__Given records__

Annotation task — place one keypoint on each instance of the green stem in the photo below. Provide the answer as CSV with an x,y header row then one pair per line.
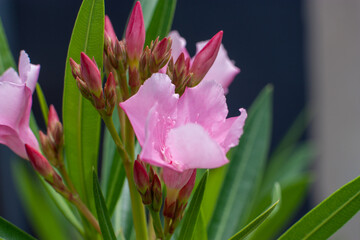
x,y
157,224
138,210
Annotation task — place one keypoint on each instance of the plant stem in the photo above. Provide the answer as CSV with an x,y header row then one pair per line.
x,y
138,210
156,223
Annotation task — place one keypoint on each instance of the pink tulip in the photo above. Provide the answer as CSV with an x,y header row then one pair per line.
x,y
223,69
183,133
16,91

__The task__
An exact copy of all entries is needed, with no pictures in it.

__Task result__
Annotation task — place one keypoint on each instance of the green stem in the photo below. Provide the answer as CSV with an x,y header row then one pair per line.
x,y
157,224
138,210
Annotation task — place one keypoint on each instance of the plant stem in the photo above. Provide the answer as CSV with an x,y header row then one pair per line.
x,y
138,210
156,223
Annotation task — place one keypoint on each instance of the pink tulip in the photo above. Provide the answer as CSV with an x,y header row then one pair per line.
x,y
223,69
183,133
16,91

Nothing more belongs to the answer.